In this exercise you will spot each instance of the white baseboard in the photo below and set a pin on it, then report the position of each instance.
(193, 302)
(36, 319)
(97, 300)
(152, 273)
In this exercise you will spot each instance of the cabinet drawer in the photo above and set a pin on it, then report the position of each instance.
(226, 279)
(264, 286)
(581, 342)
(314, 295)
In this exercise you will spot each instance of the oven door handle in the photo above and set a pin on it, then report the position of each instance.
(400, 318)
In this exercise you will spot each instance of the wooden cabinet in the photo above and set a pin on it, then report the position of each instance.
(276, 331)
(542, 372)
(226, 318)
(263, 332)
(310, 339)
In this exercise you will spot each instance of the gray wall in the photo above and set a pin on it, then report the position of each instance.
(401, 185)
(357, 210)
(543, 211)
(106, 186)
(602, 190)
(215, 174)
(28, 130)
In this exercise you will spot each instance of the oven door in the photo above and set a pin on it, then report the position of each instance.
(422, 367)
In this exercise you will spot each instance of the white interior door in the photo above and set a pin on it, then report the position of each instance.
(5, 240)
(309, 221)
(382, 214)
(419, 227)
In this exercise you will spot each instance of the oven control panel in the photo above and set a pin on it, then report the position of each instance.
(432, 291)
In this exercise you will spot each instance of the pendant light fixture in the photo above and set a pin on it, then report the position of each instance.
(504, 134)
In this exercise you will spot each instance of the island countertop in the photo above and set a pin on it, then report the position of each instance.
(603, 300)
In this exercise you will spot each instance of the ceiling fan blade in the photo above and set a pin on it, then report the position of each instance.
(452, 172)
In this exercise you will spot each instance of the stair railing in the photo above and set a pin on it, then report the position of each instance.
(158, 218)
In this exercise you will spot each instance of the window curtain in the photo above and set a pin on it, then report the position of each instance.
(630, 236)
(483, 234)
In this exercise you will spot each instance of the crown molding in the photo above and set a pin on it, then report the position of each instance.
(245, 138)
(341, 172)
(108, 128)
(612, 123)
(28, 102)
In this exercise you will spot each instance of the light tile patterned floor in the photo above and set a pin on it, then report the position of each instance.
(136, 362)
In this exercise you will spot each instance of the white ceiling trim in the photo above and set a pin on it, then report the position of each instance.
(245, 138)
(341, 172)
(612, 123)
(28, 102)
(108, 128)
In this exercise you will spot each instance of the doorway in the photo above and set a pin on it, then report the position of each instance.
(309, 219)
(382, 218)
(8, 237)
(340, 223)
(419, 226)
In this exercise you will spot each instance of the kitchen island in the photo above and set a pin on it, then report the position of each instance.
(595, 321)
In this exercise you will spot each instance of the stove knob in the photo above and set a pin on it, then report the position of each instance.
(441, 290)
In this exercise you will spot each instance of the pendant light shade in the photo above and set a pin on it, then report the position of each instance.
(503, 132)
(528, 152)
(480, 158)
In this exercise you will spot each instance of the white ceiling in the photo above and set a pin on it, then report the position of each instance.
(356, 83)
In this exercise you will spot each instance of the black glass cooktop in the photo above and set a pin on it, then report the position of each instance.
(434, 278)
◇ ◇ ◇
*Work to do*.
Nothing in the listing may be changed; retype it all exactly.

*Solution for this problem*.
In this exercise you will spot each instance of the white baseboard in the photo below and set a pin on it, then report the position of each instance.
(193, 302)
(36, 319)
(97, 300)
(152, 273)
In this exercise you will spot each instance of the cabinet drawer in the photo above and set a pin on it, then report the position of each instance.
(226, 279)
(264, 286)
(581, 342)
(314, 295)
In this exercise you will spot each instance of the oven door handle in the photo above and set a pin on it, then report the position of each instance.
(400, 318)
In this exercise you will spot each instance of the wooden cabinet in the photo above and set a pin on it, then report the position of each instance.
(276, 331)
(542, 372)
(226, 318)
(263, 332)
(310, 339)
In this exercise you will spot each instance of the gray wall in the photo above and set a pin on it, then report the position of each instance.
(401, 185)
(357, 210)
(543, 211)
(106, 186)
(602, 190)
(215, 174)
(28, 130)
In this exercise you will spot each instance of the oven door in the photo above and set a pin on it, then report the position of each instance.
(422, 367)
In this exercise you will spot each instance of the white interior door in the photo above and set a pin on it, then report the position of each instance.
(5, 240)
(309, 221)
(382, 214)
(419, 227)
In this exercise you will spot each instance of the oven control panel in the photo above and set a pin on it, then report the position of each instance.
(432, 291)
In this exercise you will spot each instance of the pendant light fixture in the photo above and set a pin on it, then report the position of each instance.
(504, 134)
In this exercise you will spot each instance of the island countertop in the photo above and set a pin on it, then report the position of each instance.
(603, 300)
In this exercise you will spot each instance of the ceiling fan blade in the photo above and set a pin on it, then report the position of each instance.
(452, 172)
In this exercise you will spot each instance of the stair railing in the photo above and set a pin on it, then report the position of each instance.
(158, 218)
In this exercise you will spot each instance of the window curtain in the photo above and set a pin on it, then report the position of each instance.
(630, 236)
(483, 234)
In this exercise you will spot each instance of the crown molding in the photo above and set a pin on it, then report the position of each instance.
(245, 138)
(341, 172)
(108, 128)
(612, 123)
(28, 102)
In this exercise you will spot each instance of the light tile patterned floor in the photo above and set a pin on it, then report the position of each instance.
(136, 362)
In this exercise you will spot each instance of the white ceiling trim in the photo above and set a pin on it, then report the position of each instance.
(245, 138)
(341, 172)
(612, 123)
(28, 102)
(108, 128)
In this exercise you will spot each instance of the doorway in the photo above and set a pin on it, then report the position of each instance.
(309, 219)
(382, 218)
(8, 237)
(340, 223)
(419, 226)
In this exercise you will spot each instance of the kitchen island in the photo above and set a pin on it, then report the position of each instance.
(595, 321)
In this exercise you will spot each instance of the stove knob in the photo above and set a pin on it, then report the position of each instance.
(441, 290)
In this exercise you will spot each instance of the pendant light shade in the photo above and set a pin on it, then report the position of each instance.
(503, 132)
(528, 152)
(480, 158)
In this exercise you will spot each instance of the white ceiling in the photo above and set a pin on it, then report the position of each instance.
(356, 83)
In this exercise you will spot each instance of the black glass cooktop in the photo above and set a pin on it, then report the position of each instance.
(434, 278)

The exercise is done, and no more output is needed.